TASK DIRECTIONS: Beginning with the line that holds "Each instance of the shallow" in the data below, give again every line through the one that holds "Each instance of the driftwood", exactly as written.

[Referring expression pointing data]
□ □ □ □
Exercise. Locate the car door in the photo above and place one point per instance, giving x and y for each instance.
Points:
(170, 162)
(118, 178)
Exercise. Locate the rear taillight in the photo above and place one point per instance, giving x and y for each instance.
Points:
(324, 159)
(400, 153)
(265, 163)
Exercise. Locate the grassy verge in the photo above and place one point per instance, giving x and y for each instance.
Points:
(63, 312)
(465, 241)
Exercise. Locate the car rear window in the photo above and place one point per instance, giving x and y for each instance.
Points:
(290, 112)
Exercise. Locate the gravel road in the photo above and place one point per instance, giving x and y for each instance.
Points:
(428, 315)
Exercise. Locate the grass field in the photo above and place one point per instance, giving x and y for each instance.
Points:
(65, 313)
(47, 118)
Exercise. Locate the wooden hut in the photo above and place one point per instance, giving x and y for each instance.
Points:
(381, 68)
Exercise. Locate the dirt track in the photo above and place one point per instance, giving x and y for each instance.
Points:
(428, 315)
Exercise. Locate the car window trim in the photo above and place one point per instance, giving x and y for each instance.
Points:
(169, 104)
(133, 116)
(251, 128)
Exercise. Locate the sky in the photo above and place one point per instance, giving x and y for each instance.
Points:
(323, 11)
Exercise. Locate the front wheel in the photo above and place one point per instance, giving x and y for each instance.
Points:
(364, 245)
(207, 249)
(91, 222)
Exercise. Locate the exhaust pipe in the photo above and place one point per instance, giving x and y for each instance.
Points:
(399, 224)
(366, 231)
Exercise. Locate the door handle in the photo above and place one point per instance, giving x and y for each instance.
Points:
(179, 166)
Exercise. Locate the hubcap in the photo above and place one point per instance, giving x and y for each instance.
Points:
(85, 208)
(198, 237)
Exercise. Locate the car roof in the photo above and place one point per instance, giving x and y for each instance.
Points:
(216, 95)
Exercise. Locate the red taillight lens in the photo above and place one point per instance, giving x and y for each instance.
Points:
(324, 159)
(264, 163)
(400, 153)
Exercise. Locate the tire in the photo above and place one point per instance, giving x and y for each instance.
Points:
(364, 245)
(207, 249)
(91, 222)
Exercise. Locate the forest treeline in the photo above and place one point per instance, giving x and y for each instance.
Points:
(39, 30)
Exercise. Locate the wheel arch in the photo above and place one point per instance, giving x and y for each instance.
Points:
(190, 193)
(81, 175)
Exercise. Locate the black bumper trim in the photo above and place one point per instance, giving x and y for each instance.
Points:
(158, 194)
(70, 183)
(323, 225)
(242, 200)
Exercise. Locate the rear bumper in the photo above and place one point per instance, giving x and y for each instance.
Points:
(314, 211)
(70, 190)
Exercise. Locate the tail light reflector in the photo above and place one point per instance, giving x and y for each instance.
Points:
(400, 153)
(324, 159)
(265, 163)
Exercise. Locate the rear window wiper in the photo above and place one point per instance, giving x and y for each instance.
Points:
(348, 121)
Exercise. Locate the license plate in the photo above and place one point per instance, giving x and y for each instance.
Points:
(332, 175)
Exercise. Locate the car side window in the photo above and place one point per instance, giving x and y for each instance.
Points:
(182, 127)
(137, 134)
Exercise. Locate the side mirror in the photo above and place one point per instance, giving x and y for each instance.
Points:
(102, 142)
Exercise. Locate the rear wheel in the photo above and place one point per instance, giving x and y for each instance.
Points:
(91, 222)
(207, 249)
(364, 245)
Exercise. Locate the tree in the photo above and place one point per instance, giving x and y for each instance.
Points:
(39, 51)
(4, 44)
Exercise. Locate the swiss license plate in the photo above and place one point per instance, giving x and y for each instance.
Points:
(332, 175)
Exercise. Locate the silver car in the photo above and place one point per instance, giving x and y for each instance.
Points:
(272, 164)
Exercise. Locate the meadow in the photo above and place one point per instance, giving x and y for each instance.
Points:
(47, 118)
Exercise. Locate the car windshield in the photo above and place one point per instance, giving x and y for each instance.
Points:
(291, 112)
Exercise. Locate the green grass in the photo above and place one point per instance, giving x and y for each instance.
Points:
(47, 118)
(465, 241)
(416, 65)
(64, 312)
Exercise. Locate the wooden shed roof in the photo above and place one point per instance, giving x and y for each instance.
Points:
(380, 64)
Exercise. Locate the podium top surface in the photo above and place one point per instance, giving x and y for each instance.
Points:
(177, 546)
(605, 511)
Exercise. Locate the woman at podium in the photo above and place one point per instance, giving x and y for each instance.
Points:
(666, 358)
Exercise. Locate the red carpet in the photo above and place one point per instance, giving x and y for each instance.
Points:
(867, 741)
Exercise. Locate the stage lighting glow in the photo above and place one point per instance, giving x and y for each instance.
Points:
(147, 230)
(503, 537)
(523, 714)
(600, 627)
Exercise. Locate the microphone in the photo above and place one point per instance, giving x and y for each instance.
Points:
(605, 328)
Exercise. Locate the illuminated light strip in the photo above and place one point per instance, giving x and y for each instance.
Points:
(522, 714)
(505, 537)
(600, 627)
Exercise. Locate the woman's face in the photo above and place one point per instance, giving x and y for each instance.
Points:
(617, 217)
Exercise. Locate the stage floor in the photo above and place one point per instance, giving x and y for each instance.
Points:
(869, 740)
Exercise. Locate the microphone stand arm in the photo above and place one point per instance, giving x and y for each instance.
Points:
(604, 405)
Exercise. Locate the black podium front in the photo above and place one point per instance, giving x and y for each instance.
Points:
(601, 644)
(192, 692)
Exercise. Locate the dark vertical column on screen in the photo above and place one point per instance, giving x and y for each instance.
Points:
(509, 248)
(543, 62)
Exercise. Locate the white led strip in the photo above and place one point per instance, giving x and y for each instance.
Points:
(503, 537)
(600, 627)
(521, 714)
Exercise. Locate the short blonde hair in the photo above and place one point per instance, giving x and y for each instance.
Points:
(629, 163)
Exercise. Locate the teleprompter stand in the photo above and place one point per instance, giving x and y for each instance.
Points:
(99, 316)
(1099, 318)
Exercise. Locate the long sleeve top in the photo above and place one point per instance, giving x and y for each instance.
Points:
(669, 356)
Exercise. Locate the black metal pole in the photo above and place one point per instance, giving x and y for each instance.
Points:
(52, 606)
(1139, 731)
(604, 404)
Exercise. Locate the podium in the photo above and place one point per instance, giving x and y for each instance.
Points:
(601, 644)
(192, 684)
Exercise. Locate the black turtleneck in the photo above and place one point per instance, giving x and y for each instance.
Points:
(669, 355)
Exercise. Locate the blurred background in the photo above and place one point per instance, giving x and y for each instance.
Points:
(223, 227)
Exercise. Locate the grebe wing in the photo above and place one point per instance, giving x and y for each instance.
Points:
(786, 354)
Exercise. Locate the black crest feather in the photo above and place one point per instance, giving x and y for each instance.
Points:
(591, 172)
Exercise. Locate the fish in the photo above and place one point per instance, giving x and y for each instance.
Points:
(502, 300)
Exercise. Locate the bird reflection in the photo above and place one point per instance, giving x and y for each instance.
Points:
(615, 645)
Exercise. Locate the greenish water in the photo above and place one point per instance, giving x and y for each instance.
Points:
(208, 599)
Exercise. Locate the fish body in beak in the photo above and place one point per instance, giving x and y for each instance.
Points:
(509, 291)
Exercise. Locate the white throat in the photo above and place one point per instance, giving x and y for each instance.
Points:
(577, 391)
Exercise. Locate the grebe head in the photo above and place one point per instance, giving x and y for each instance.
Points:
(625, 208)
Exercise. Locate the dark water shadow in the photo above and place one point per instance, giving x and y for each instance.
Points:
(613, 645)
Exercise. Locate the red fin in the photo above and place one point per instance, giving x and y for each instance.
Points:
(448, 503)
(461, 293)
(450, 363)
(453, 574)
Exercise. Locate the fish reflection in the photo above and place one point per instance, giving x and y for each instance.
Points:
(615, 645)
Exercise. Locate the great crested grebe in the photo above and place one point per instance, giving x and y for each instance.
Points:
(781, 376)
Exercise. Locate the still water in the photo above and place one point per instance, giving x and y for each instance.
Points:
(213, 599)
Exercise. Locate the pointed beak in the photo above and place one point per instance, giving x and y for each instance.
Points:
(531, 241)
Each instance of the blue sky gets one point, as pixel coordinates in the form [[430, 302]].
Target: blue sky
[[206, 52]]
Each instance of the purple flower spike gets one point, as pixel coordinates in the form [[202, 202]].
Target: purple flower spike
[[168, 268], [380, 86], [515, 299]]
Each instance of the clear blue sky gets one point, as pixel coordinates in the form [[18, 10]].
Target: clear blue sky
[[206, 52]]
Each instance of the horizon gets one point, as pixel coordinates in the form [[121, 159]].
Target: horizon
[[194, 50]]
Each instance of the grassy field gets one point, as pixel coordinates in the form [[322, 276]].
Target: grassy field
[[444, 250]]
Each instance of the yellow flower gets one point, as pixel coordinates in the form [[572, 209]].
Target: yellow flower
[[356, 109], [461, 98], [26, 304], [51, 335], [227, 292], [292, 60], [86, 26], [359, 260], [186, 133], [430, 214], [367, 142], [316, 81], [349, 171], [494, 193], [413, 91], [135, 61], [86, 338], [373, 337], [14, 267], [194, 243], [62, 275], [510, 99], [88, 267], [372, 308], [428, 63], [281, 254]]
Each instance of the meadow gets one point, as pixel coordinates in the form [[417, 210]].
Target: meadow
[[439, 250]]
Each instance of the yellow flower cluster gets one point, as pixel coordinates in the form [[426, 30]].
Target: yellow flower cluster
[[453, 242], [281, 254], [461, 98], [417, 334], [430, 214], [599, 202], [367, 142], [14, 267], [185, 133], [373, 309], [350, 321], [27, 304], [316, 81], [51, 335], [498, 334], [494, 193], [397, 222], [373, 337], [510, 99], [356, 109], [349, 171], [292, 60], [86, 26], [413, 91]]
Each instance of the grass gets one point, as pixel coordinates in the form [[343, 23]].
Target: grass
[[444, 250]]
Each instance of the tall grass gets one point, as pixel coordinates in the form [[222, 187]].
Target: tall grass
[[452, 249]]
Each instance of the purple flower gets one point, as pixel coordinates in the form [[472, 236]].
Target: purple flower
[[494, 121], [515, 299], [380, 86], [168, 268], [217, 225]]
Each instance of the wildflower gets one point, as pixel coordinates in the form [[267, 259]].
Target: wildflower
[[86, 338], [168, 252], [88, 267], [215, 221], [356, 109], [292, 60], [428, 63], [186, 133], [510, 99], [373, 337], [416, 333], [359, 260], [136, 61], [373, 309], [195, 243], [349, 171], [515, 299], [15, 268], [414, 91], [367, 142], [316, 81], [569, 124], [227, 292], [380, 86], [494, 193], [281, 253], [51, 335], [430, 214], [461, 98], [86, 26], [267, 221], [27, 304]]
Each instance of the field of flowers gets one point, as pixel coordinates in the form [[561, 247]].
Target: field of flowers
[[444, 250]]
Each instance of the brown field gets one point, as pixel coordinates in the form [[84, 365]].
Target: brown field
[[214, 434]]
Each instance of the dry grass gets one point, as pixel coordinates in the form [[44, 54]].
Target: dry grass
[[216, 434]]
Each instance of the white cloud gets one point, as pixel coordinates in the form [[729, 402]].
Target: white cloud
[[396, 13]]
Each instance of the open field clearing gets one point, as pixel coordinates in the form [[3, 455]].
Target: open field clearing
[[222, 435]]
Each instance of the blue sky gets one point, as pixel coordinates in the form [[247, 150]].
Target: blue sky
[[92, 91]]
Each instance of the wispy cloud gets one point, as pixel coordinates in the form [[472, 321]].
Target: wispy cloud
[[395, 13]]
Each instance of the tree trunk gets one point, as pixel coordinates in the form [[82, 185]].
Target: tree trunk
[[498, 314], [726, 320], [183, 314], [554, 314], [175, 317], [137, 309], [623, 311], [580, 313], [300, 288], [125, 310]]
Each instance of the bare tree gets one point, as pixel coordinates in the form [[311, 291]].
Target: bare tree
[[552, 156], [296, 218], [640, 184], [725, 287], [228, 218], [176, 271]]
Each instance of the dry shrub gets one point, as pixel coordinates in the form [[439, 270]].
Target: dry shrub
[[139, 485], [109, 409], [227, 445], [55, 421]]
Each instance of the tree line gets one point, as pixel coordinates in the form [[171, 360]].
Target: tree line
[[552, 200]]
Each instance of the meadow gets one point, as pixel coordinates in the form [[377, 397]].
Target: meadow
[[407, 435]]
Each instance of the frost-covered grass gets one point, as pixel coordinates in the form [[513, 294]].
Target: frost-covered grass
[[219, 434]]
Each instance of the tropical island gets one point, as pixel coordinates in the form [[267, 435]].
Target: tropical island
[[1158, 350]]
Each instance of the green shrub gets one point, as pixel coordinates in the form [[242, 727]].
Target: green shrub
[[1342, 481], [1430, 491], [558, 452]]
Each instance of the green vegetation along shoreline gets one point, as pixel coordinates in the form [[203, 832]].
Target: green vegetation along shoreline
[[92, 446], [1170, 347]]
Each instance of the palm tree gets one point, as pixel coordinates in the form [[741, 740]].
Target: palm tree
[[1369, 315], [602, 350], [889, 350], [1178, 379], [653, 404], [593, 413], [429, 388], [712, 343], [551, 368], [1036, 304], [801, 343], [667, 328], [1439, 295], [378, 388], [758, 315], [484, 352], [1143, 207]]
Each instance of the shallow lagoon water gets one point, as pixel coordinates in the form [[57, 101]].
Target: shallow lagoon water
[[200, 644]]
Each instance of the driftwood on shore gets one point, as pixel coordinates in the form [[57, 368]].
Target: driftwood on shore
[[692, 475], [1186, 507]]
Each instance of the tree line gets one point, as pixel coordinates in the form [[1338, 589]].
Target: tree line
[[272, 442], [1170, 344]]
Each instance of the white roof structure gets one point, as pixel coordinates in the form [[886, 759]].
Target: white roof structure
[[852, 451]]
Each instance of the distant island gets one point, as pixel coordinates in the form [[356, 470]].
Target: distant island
□ □ □ □
SOLUTION TO THE EXERCISE:
Each instance of the shallow lagoon water gets one point, as pixel coordinates in the form [[57, 101]].
Target: shallow lagoon water
[[200, 644]]
Each instance of the driftwood on shore gets one point, as pixel coordinates in the form [[57, 368]].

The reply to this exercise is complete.